**Material for this task:**
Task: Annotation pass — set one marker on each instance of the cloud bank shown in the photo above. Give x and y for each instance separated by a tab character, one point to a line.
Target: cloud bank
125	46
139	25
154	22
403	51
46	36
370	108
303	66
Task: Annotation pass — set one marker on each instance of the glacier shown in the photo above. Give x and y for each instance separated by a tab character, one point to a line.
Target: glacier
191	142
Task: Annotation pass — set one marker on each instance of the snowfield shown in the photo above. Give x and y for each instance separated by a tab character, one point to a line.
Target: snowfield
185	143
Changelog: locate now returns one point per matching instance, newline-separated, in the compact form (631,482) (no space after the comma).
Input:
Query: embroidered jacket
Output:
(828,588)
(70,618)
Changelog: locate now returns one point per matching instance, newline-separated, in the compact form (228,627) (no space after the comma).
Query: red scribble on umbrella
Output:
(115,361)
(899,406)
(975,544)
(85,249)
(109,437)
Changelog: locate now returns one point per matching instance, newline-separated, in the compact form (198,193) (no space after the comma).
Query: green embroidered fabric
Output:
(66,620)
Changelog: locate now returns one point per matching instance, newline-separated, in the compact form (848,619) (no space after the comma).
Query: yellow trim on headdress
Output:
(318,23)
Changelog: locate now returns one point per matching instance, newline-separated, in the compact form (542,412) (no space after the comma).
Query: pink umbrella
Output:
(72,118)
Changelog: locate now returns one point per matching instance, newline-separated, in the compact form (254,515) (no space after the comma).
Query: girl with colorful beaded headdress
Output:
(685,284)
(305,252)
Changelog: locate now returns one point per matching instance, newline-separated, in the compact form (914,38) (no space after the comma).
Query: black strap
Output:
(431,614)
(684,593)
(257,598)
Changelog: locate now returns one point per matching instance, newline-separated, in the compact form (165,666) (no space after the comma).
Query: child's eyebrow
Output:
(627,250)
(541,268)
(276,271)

**Goal:**
Set down the entries above again, word for word.

**Finished exercise:**
Task: Annotation pass — set one marker on each instance of the cloud bank shown in the photo above. Give x and y for each instance separated by a tab character, one point to a line.
Target: cloud bank
125	46
139	25
154	22
403	51
46	36
370	108
303	66
Task: Annotation pass — set one marker on each instance of the glacier shown in the photo above. Give x and y for each instance separated by a tab character, one point to a line.
Target: glacier
191	142
Task: Annotation pass — set one marker on each instance of the snowfield shown in the photo above. Give x and y for each instance separated by a tab character, one point to a line.
Target: snowfield
185	143
Changelog: locate now returns one point per matching instance, newline-separated, in the compact form (631,482) (no space after the comma).
Input:
Query: embroidered jacket
Output:
(828,588)
(70,618)
Changelog: locate now returns one point per matching instance, newline-separated, in the compact form (228,627) (no space after the comma).
Query: red scribble on umbrella
Output:
(115,361)
(899,406)
(975,544)
(85,249)
(109,437)
Changelog: locate now returns one point per matching instance, newline-separated, in the compact form (198,193) (no space after the comma).
Query: green embroidered fabric
Output:
(66,620)
Changelog: locate now returns one point per matching instance, newline-separated, in the compact form (848,619) (no space after the comma).
Query: yellow trim on headdress
Output:
(318,23)
Changelog: locate now returns one point per matching instance, newline-separated, in the compact form (542,412) (no space after the comma).
Query: pink umbrella
Output:
(72,118)
Changelog: locate now returns one point per matching instance, newline-separated, in the compact form (254,515) (no space after the comma).
Query: girl with colorful beaded headdress
Output:
(685,284)
(305,252)
Changelog: locate now returns one point per matching instance, newline-separated, in the compact form (914,38) (no space after the comma).
Query: black strap
Output:
(431,614)
(684,593)
(257,598)
Changelog: locate now returns one point per matching instance, newline-separated, in the compact form (165,666) (no space after the comma).
Query: child's eyebrow
Output:
(627,250)
(541,268)
(276,271)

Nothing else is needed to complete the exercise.